* Begin *

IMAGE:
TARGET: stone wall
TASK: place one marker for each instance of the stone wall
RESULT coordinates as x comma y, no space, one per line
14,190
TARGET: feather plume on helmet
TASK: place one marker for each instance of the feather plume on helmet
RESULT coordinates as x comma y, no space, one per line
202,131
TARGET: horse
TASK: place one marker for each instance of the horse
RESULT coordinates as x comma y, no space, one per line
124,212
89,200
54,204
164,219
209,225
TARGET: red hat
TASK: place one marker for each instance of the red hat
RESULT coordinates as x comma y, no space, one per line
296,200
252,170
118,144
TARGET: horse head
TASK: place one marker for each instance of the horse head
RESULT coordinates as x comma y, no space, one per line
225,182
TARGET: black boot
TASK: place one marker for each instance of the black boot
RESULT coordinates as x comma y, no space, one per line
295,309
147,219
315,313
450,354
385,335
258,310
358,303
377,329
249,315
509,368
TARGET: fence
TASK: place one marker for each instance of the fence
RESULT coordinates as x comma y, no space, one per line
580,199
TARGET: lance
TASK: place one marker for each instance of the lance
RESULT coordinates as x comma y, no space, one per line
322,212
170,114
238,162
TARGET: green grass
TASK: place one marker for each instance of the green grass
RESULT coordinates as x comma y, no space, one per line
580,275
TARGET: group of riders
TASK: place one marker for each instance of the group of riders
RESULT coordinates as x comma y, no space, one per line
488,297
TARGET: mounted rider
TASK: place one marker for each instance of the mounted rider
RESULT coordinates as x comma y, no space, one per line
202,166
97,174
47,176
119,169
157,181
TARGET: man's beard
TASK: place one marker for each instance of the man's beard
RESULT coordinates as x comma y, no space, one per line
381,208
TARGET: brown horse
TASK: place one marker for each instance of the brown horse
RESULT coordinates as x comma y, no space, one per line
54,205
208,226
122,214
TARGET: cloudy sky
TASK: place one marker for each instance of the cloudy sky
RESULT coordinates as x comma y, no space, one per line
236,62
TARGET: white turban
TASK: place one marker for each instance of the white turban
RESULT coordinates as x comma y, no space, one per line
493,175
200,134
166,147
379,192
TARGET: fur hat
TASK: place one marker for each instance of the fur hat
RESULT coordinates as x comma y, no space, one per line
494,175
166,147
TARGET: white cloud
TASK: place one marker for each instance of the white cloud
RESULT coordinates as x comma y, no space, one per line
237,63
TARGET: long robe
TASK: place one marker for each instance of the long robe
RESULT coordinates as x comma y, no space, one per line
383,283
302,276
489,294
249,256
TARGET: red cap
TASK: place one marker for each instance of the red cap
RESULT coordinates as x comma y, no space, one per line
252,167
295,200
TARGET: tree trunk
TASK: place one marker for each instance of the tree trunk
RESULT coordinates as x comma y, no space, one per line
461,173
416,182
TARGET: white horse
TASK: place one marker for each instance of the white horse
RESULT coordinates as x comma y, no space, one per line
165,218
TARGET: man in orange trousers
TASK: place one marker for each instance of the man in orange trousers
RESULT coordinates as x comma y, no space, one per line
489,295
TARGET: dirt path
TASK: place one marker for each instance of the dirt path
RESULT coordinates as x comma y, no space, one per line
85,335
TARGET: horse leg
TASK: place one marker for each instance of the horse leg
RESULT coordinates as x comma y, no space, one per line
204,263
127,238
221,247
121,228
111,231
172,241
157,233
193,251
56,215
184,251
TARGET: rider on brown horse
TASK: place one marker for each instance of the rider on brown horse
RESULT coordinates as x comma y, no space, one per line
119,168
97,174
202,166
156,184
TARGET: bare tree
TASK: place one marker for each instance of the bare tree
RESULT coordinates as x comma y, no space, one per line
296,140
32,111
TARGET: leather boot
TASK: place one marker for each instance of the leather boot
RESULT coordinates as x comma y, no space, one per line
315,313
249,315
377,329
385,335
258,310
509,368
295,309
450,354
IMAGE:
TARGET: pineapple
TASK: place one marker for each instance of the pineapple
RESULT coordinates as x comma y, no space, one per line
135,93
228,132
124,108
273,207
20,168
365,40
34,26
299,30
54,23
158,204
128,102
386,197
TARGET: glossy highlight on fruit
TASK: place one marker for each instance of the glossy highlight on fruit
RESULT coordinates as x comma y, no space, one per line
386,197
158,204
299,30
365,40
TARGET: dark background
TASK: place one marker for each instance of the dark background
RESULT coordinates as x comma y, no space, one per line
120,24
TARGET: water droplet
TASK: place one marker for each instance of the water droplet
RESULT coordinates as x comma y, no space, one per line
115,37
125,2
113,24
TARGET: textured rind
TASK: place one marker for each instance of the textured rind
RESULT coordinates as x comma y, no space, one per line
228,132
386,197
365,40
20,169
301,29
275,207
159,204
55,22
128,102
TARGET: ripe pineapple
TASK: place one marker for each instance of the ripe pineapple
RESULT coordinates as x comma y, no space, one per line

* End *

[Written request]
Without changing a word, restate the whole listing.

[Complete response]
IMAGE:
TARGET: stone wall
TASK: place one marker for each instance of the stone wall
RESULT coordinates as x comma y, no space, one per line
14,190
TARGET: feather plume on helmet
TASK: place one marker for each instance of the feather plume on helmet
RESULT coordinates as x comma y, no space, one per line
202,131
TARGET: horse
TASK: place one marker for each instance of the horse
RESULT coordinates as x comma y, no space, one per line
124,212
89,200
54,204
164,219
209,225
TARGET: red hat
TASK: place one marker for each instance of the red hat
RESULT coordinates as x comma y, no space, one per line
296,200
252,170
118,144
TARGET: horse head
TASK: place one marker for each instance of the horse head
RESULT coordinates as x comma y, no space, one per line
225,182
TARGET: black boot
TASK: place one marker for each instance of the black boot
RESULT coordinates as x comma y, no space, one per line
295,309
147,219
315,313
450,354
385,335
258,310
358,303
377,329
249,315
509,368
TARGET: fence
TASK: place one marker for each instance of the fence
RESULT coordinates as x comma y, no space, one per line
580,199
TARGET: lance
TASK: place one marker for each instance of the lance
RESULT coordinates as x comma y, no space, one per line
322,212
170,114
238,162
TARGET: green grass
TASK: place one marker for each instance of the green grass
RESULT coordinates as x comma y, no space, one per line
580,275
TARGET: group of riders
TASK: place one marker for each instance of the group of riders
RESULT coordinates as x comma y, no space, one per line
488,297
TARGET: mounted rider
TASK: place one marker for each instance of the mounted rider
RESULT coordinates as x comma y, no space, one per line
202,166
97,174
47,176
119,169
157,181
TARGET: man's beard
TASK: place one marker for each instance of the man's beard
RESULT coordinates as x comma y, no space, one per line
381,208
TARGET: brown horse
TASK: place one marker for each instance of the brown horse
RESULT coordinates as x comma y, no space, one per line
54,205
208,226
122,214
TARGET: cloudy sky
TASK: place one marker for each instance of the cloudy sky
RESULT coordinates as x comma y, no space, one per line
236,62
TARGET: white turban
TASK: place one marker for each instance of the white turban
RESULT coordinates as x comma y, no space, one per line
493,175
200,134
166,147
379,192
TARGET: fur hat
TASK: place one marker for each instance of the fur hat
RESULT coordinates as x comma y, no space, one per line
494,175
166,147
TARGET: white cloud
TASK: place one marker for each instance of the white cloud
RESULT coordinates as x comma y, no space, one per line
237,63
TARGET: long robe
TASK: place one marker for each instance of the long robe
RESULT coordinates as x comma y, no space, one per line
383,283
302,276
489,294
249,256
TARGET: red cap
TASK: place one marker for each instance of the red cap
RESULT coordinates as x comma y, no space, one per line
252,167
295,200
TARGET: tree trunk
TASK: place one marker for each instance of the tree trunk
RESULT coordinates as x comma y, no space, one per line
461,173
416,182
TARGET: white horse
TASK: place one marker for each instance of the white horse
RESULT coordinates as x comma y, no space, one per line
165,218
TARGET: man in orange trousers
TASK: place one marker for each instance of the man in orange trousers
RESULT coordinates as x comma y, no space, one per line
489,295
TARGET: dirt path
TASK: place one marker for each instance of the dirt path
RESULT coordinates as x comma y, no space, one per line
85,335
TARGET: horse leg
TASK: place one marker for each instance of the horse leg
RESULT coordinates as x comma y, no space, one per line
204,263
127,238
221,247
121,228
111,231
172,241
157,233
193,251
56,215
184,251
TARGET: rider on brown horse
TASK: place one marker for each instance of the rider on brown horse
RESULT coordinates as x comma y, no space, one per line
119,168
97,174
202,166
156,184
TARGET: bare tree
TASK: place one marker for each instance of the bare tree
RESULT coordinates as x comma y, no space, one per line
296,140
32,111
TARGET: leather boot
TASK: place one marker for each instance of the leather boot
RESULT coordinates as x comma y, no space, one per line
315,313
249,315
377,329
385,335
258,310
509,368
295,309
450,354
IMAGE:
TARGET: pineapple
TASK: place one marker for each instance of the pineapple
RESULT coordinates as x comma y, no space, one per line
135,93
228,132
124,108
273,207
20,168
365,40
34,26
299,30
54,23
158,204
128,102
386,197
TARGET: glossy highlight on fruit
TASK: place one marker for each instance of the glossy highlight on fruit
RESULT coordinates as x comma y, no space, one per line
386,197
158,204
299,30
365,40
TARGET: dark background
TASK: place one marker for each instance of the dark background
RESULT coordinates as x comma y, no space, one per line
120,24
TARGET: water droplet
TASK: place one marker for each instance of the water droplet
RESULT coordinates as x comma y, no space, one per line
115,37
125,2
113,24
TARGET: textured rind
TASK: place one marker for each instance of the textured rind
RESULT coordinates as x comma y, no space, one per line
228,132
386,197
365,40
20,169
301,29
275,207
159,204
55,22
128,102
TARGET: ripe pineapple
TASK: place one marker for each instance of the ripe pineapple
RESULT coordinates as x comma y, no space, one per line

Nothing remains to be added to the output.